## TEXT UNDER STUDY

....

Tolbert said no such development is occurring elsewhere.
“I would not develop a city by leaving certain areas behind and ignore the East Side, Riverside and Black Rock,” Tolbert said “We’re only as strong as our weakest neighborhood.”
Tolbert questioned the city’s emphasis on tearing down vacant housing “without a strategic plan.” He said old tires and broken glass litter vacant lots when city officials should plan for mini-parks or something that improves the properties.
Given new statistics showing the graduation rate of Buffalo Public Schools falling to 47 percent, Tolbert said the mayor needs to play a larger role in one of the city’s most pressing problems: education. While acknowledging limitations on the chief executive despite the city’s annual contribution of approximately $70 million, Tolbert said he would adopt a different approach.
“We’ve had a lack of strong leadership; there has been a silence,” he said. “The mayor of a city should have a bully pulpit to be a strong advocate for our children.
“It’s a priority for me,” he added. “Until I see changes, you’ll be hearing from me all the time.”
Tolbert said he would lobby Albany for powers similar to those of the mayor of New York, who appoints some School Board members. Tolbert said he would seek quarterly reports on how the school district spends city money.
Tolbert, a 22-year veteran of the FBI and former special agent in charge of the Buffalo office, is expected to emphasize his crime-fighting credentials as well as earlier experience as a social worker. His career taught him how to manage people and how to deal with crime, he said.
He acknowledged some improvement in crime statistics since Brown became mayor, but he called violent crime a “huge issue.”
The FBI’s recent crime report for 2012 showed Buffalo with the 11th worst violent crime record in the nation.
Brown has not embraced some elements of Gov. Andrew M. Cuomo’s new strict gun control law. Tolbert agreed the measure was not fully discussed and debated before its January passage. He said the legislation missed the mark by not concentrating on possession of illegal guns, and he seems to offer only lukewarm support despite strong backing by the state’s other big city mayors.
“I would likely support it,” he said of the Cuomo bill.
The mayor, meanwhile, proudly points to surveillance cameras around the city, more police officers on the streets and a continuing gun buyback program that he said has removed 11,000 weapons from Buffalo streets. Tolbert called the buyback “fine as a PR move.”
“But if you’re telling people you’re now safer, you’re being disingenuous,” he said, adding he fails to understand why police do not ask questions about guns they receive in the program.
Sources inside the Brown campaign indicate significant fundraising success recently, with an average of one event per week. The mayor is expected to file more than his current $1.1 million balance when campaign submits finance reports next month. Tolbert has staged only one major event.

....

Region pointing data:
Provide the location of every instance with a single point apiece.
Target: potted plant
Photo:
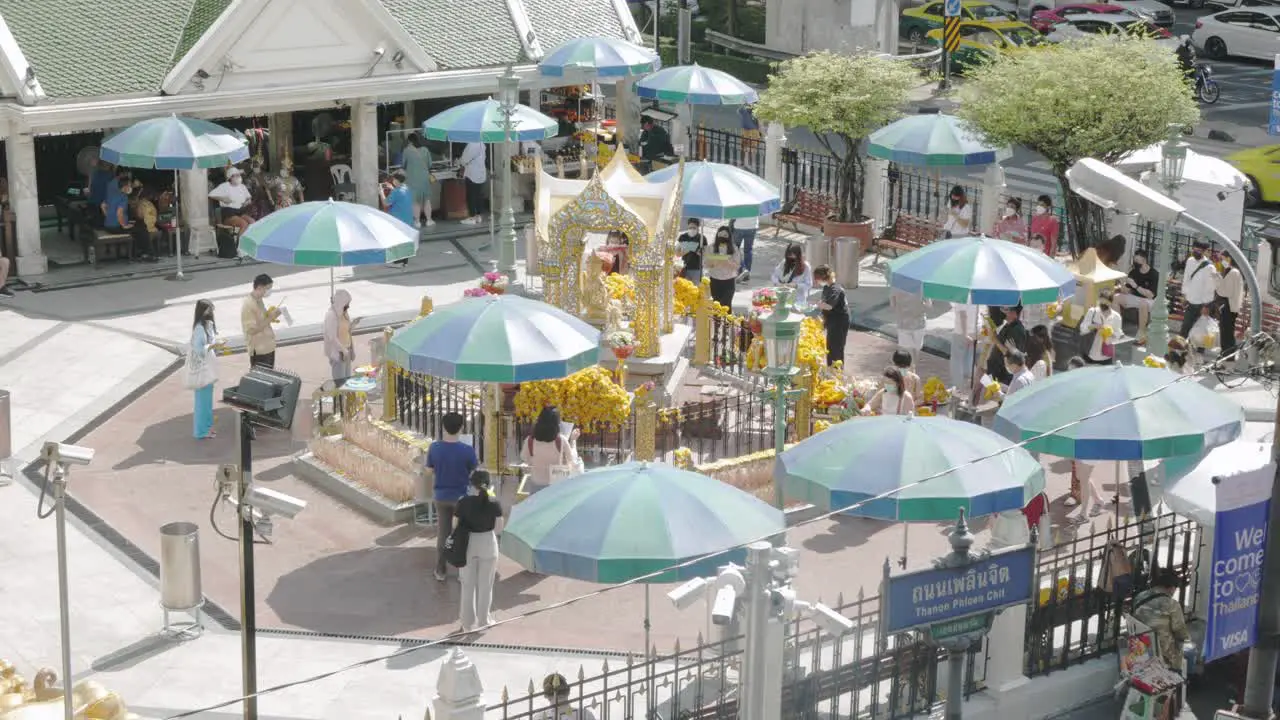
(841, 99)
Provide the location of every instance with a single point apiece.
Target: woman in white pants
(479, 514)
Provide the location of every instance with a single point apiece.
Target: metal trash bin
(5, 440)
(179, 578)
(848, 254)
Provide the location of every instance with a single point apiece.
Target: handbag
(456, 545)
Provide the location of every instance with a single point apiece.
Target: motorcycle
(1206, 87)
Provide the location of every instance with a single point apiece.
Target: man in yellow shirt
(256, 322)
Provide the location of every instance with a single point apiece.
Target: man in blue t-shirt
(451, 463)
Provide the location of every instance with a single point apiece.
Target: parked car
(1261, 167)
(917, 22)
(1244, 33)
(1159, 13)
(979, 41)
(1219, 5)
(1045, 19)
(1109, 23)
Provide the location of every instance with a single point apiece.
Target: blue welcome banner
(924, 597)
(1239, 547)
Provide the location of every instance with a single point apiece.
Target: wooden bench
(909, 232)
(101, 244)
(809, 208)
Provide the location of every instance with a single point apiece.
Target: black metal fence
(858, 674)
(731, 147)
(923, 196)
(421, 402)
(814, 172)
(1078, 615)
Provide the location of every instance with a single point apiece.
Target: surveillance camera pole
(248, 613)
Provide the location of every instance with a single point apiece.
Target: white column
(775, 141)
(458, 693)
(364, 150)
(873, 190)
(193, 199)
(21, 153)
(992, 197)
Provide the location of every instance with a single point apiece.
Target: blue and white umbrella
(714, 190)
(599, 58)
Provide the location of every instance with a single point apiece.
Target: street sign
(951, 33)
(1274, 124)
(940, 595)
(972, 625)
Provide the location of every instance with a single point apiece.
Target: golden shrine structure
(616, 199)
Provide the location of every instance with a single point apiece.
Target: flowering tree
(841, 99)
(1102, 98)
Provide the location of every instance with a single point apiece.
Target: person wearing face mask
(959, 214)
(693, 244)
(1138, 290)
(1104, 323)
(1230, 299)
(234, 201)
(1046, 224)
(338, 346)
(892, 397)
(1011, 226)
(794, 272)
(1200, 285)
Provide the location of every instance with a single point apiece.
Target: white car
(1101, 23)
(1252, 32)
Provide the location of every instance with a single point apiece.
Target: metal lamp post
(1171, 162)
(508, 92)
(781, 329)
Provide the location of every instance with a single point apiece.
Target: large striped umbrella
(622, 522)
(933, 141)
(329, 235)
(982, 270)
(864, 458)
(499, 338)
(174, 142)
(599, 57)
(714, 190)
(694, 85)
(1141, 414)
(485, 121)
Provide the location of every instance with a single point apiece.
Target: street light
(781, 332)
(1173, 160)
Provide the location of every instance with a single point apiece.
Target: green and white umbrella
(1130, 413)
(498, 338)
(863, 459)
(485, 121)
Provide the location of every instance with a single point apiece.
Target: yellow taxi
(915, 23)
(1261, 165)
(981, 41)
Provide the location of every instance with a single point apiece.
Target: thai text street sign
(951, 33)
(1239, 546)
(938, 595)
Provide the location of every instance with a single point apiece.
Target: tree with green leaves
(1102, 98)
(841, 99)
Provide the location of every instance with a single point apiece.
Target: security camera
(722, 611)
(59, 454)
(831, 621)
(274, 502)
(689, 593)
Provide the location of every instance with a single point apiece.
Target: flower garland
(590, 399)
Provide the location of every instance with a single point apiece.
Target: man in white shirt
(744, 237)
(475, 174)
(1200, 283)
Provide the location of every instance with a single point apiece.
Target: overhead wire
(1205, 370)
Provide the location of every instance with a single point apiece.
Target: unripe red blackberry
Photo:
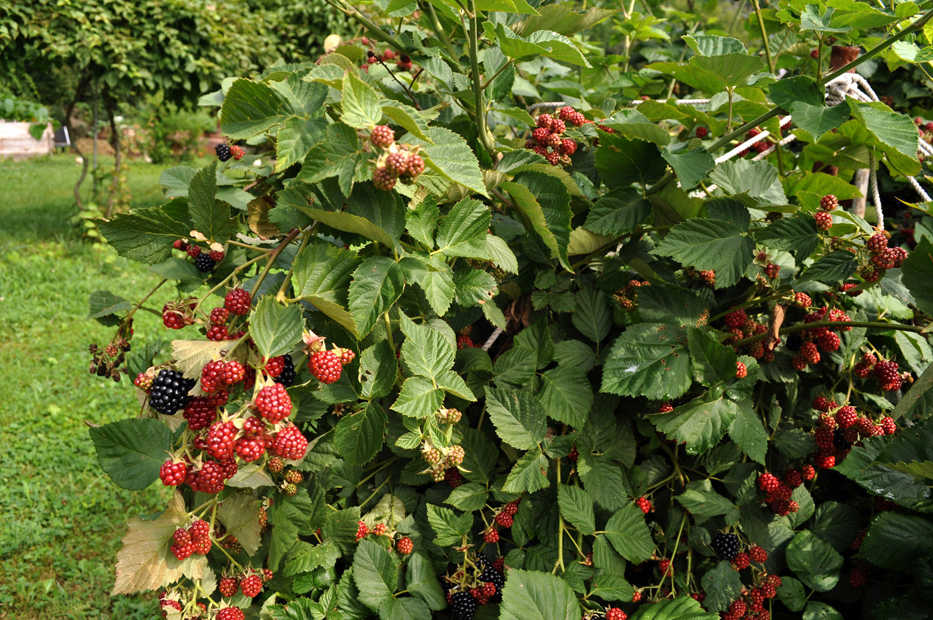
(238, 301)
(382, 136)
(828, 202)
(384, 179)
(823, 220)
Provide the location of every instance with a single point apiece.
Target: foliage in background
(488, 330)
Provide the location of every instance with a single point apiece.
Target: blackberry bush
(515, 330)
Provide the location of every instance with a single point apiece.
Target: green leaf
(820, 611)
(758, 180)
(814, 561)
(418, 398)
(648, 359)
(683, 608)
(712, 361)
(617, 214)
(918, 275)
(818, 119)
(517, 416)
(468, 497)
(792, 593)
(591, 315)
(532, 595)
(749, 433)
(275, 328)
(359, 436)
(250, 108)
(450, 156)
(703, 502)
(545, 203)
(378, 369)
(462, 232)
(529, 474)
(894, 541)
(146, 235)
(377, 284)
(421, 580)
(132, 451)
(375, 572)
(566, 395)
(704, 243)
(426, 351)
(832, 268)
(700, 423)
(722, 585)
(576, 506)
(621, 161)
(629, 534)
(360, 104)
(448, 526)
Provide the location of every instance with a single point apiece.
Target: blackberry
(204, 263)
(462, 606)
(288, 375)
(726, 546)
(169, 391)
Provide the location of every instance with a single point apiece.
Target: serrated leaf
(375, 573)
(377, 284)
(360, 103)
(532, 595)
(275, 328)
(132, 451)
(566, 395)
(700, 424)
(648, 359)
(517, 416)
(576, 507)
(240, 515)
(722, 585)
(418, 398)
(710, 244)
(449, 527)
(359, 436)
(144, 561)
(529, 474)
(629, 535)
(814, 561)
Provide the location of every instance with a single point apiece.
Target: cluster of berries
(886, 372)
(398, 162)
(741, 326)
(839, 428)
(504, 518)
(547, 137)
(193, 540)
(751, 605)
(226, 151)
(402, 61)
(823, 339)
(204, 260)
(778, 492)
(627, 297)
(249, 583)
(477, 582)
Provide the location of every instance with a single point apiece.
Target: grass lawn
(62, 516)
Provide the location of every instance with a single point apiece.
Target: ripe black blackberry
(462, 606)
(204, 263)
(169, 391)
(287, 376)
(726, 546)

....

## WHAT IS BEING ASKED
In the Buffalo mayoral race article, set down word for word the passage that begins at the words "Tolbert said he would lobby" and stops after "spends city money.".

## TASK ANSWER
Tolbert said he would lobby Albany for powers similar to those of the mayor of New York, who appoints some School Board members. Tolbert said he would seek quarterly reports on how the school district spends city money.